- [TASK PROMPT] When you reply, transcribe every line of the data below exactly.

- [EXCERPTED RECORDS]
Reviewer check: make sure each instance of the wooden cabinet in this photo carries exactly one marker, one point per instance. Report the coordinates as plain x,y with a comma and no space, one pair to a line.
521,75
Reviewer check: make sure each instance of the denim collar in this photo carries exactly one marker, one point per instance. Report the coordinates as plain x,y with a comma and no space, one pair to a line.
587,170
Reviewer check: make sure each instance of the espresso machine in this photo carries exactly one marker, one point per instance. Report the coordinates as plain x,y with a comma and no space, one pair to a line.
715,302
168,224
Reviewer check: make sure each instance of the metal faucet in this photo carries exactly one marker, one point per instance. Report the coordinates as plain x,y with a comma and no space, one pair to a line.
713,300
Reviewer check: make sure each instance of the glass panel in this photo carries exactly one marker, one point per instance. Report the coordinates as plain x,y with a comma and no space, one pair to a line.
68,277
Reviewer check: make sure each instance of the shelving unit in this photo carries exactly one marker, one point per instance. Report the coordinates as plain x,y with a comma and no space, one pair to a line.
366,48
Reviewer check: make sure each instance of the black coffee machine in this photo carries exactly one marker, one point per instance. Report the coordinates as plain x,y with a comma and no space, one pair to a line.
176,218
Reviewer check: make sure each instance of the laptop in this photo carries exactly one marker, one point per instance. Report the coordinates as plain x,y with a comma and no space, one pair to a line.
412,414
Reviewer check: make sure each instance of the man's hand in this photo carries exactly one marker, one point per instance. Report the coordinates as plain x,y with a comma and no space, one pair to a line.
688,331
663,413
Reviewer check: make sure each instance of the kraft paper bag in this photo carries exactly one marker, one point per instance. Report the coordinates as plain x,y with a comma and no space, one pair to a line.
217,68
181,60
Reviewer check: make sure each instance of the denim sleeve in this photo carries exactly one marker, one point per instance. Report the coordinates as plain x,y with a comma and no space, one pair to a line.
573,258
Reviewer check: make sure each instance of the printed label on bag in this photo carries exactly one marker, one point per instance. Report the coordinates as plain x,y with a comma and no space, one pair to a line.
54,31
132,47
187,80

- [EXERCISE RESPONSE]
Reviewer check: make sure each instance of the wooden cabinet in this photo carries exactly one marker, one point per instance. Report the coordinates as plain x,y with a comma and no space, one pair to a line.
521,75
Reviewer check: make sure each instance of the denim collar in this photo carries exactly one marker, one point per instance. Report the coordinates as plain x,y with a comma and no space, one pair to a line.
587,170
Reviewer check: make sure each instance of the espresso machine in this photo carries exactly one marker, one point per instance. Report the coordinates as plain x,y with a comma and no space, one pair to a line.
715,302
168,224
Reviewer check: make sure each instance of the metal faucet in this photo carries exactly one marker, one point per instance. Report the coordinates as plain x,y with a comma and no space, one pair to a line.
713,300
Reviewer check: make sure each instance of the glass panel in this photo carries exactly one marker, one point per instance. Report the coordinates as plain x,y with a comma and no space, one pair to a line.
68,277
Reviewer check: make sure each instance of the shelving unit in this photo carries exactly one marker, one point per instance. Report the coordinates as plain x,y with a comma and no space, one pair to a line.
366,48
Reviewer check: make sure each instance of the black coffee machine in this photo carries exactly one marker, one point per instance. Report the coordinates as plain x,y with a comma and no space, one pair to a line.
176,218
Reviewer check: make sure each instance of the laptop in this photo carries exactly one marker, one point per instance. Report the coordinates as plain x,y with a comma and no space, one pair to a line.
412,414
Reviewer check: make sure each instance of the man's hand in this photo carries exactly one marker, one point per instance. Report the coordinates as plain x,y with a comma and no space, one pair to a line.
688,331
663,413
Reviewer check: make sure each instance of the kraft paper bag in this photo carries exactly one marker, one point per instance. Report the coordinates as plain x,y with a comma and no space, one pair to a line.
217,68
181,60
Reviewer check: make sure each instance of the denim sleeve in this photo carries exactly one marker, one point per instance. Report the coordinates as plain x,y with a comma and no space, one pair to a line.
573,258
Reviewer check: make sure each instance of the printed label on bag in this photo carries exactly one marker, one point per instance. Report the coordinates as plain x,y with a comma and no space, one pair to a line.
54,31
132,47
187,80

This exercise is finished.